§ RECORDS FOR THIS TASK
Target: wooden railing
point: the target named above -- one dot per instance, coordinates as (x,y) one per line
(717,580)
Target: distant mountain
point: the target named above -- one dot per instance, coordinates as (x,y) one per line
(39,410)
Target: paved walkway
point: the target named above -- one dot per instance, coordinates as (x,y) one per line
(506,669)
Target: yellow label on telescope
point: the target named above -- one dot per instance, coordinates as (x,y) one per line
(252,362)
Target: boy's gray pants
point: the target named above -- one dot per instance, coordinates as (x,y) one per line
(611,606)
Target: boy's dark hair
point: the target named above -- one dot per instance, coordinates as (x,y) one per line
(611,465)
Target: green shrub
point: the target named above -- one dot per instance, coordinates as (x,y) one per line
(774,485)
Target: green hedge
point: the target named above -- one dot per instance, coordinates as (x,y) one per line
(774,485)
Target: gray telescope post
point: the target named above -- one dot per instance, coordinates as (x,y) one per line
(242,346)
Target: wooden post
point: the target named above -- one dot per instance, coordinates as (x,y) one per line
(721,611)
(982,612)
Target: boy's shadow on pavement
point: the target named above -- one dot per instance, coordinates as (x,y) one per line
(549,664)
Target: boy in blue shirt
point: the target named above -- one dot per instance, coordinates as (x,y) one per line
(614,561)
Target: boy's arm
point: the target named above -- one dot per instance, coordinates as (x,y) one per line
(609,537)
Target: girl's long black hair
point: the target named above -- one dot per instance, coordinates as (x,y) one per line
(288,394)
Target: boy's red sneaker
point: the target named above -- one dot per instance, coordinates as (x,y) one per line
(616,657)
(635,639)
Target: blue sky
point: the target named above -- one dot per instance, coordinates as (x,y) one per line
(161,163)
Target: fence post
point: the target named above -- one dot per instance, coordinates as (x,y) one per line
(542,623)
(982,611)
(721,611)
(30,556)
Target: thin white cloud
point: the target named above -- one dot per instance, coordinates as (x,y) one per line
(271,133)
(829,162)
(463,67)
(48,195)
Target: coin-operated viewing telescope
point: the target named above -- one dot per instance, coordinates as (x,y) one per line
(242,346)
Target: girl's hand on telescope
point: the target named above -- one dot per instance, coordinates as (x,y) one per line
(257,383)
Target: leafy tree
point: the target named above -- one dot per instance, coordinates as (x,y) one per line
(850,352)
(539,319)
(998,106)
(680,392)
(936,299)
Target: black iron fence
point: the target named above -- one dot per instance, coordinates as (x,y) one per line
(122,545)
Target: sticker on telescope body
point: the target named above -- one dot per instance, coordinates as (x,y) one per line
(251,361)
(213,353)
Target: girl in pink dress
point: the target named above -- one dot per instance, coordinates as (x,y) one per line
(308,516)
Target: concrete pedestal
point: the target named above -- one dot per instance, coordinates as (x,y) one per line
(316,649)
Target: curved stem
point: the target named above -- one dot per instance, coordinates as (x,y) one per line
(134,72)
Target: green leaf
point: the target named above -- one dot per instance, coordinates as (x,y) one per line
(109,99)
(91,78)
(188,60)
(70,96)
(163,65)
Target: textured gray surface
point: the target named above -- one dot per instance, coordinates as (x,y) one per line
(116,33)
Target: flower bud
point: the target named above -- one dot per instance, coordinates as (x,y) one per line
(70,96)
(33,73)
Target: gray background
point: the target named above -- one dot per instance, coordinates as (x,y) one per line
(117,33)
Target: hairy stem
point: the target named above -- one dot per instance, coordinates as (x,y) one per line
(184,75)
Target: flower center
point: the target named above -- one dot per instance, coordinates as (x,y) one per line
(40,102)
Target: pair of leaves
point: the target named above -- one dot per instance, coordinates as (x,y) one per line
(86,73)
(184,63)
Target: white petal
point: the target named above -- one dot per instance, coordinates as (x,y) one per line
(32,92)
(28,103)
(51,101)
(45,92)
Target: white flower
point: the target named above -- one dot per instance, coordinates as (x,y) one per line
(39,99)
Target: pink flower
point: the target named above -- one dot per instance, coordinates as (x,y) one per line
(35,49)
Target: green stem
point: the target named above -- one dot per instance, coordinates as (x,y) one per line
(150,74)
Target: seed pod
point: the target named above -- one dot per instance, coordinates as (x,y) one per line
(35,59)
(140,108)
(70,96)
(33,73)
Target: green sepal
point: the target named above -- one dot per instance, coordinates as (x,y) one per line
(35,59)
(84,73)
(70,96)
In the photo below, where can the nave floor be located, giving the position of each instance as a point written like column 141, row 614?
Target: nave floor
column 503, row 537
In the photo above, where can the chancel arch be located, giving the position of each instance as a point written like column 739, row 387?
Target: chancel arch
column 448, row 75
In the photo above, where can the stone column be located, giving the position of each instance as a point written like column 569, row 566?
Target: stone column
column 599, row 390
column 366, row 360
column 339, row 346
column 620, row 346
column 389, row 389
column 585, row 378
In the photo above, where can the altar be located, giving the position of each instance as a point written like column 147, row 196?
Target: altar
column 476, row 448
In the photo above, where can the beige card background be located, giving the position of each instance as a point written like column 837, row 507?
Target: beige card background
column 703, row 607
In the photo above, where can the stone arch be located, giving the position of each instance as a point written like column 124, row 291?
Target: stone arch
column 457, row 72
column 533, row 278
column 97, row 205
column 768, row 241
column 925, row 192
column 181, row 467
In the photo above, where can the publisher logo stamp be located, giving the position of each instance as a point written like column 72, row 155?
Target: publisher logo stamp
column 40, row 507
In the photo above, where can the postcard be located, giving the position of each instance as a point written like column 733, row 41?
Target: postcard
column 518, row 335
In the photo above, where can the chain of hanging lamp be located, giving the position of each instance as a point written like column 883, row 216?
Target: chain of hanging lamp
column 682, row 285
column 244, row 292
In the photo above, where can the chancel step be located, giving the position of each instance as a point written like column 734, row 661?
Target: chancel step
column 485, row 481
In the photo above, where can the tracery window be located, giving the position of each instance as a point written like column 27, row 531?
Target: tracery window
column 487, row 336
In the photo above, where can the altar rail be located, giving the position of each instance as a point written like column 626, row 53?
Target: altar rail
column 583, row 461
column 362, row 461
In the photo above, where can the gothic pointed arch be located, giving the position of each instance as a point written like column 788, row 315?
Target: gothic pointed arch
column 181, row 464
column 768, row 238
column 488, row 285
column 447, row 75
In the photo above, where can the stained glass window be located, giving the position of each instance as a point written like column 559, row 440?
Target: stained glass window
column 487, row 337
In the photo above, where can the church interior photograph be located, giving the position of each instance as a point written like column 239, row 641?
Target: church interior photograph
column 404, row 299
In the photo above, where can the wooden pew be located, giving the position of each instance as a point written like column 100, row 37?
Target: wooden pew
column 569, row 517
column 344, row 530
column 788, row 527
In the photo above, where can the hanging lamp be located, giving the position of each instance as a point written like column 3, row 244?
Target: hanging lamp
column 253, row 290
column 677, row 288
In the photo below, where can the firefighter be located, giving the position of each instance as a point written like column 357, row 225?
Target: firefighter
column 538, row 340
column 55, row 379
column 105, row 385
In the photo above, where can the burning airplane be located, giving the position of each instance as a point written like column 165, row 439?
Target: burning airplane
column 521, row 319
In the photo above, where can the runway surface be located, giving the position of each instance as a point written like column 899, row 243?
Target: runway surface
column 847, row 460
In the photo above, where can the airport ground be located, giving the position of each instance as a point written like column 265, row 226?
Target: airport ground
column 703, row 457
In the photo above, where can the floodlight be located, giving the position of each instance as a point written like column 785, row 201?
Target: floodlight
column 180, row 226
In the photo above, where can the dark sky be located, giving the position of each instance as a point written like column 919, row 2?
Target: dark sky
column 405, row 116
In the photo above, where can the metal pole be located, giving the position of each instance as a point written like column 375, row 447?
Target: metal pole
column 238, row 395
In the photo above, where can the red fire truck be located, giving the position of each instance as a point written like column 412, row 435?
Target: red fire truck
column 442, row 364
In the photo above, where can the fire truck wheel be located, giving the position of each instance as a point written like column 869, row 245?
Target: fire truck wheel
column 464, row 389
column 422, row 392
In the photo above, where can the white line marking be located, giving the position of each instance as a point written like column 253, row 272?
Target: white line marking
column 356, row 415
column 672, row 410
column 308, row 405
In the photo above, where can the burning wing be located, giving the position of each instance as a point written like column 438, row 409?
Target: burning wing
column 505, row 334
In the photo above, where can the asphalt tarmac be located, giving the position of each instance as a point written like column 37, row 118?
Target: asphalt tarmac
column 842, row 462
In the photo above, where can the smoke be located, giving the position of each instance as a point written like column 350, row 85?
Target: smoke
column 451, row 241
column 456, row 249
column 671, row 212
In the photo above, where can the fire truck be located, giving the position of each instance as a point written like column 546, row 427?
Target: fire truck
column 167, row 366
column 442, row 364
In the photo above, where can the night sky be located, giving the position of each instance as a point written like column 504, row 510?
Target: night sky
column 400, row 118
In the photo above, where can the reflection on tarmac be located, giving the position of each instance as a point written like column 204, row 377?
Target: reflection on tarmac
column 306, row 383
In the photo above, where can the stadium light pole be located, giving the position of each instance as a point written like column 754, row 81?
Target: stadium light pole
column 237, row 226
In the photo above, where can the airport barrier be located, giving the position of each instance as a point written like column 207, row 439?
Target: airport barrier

§ WHAT THE EXERCISE ASKS
The first line of the entries, the line with "Target: boy's gray pants", and every line between them should be retyped exactly, and nothing else.

§ THE ANSWER
Target: wooden railing
point: the target named above -- one dot per instance, coordinates as (x,y) one per line
(717,580)
Target: distant mountain
point: the target named above -- one dot per instance, coordinates as (x,y) one per line
(39,410)
Target: paved walkway
point: the target named above -- one dot per instance, coordinates as (x,y) one per line
(506,669)
Target: yellow label on telescope
point: the target named above -- one dot per instance, coordinates as (x,y) one per line
(252,362)
Target: boy's gray pants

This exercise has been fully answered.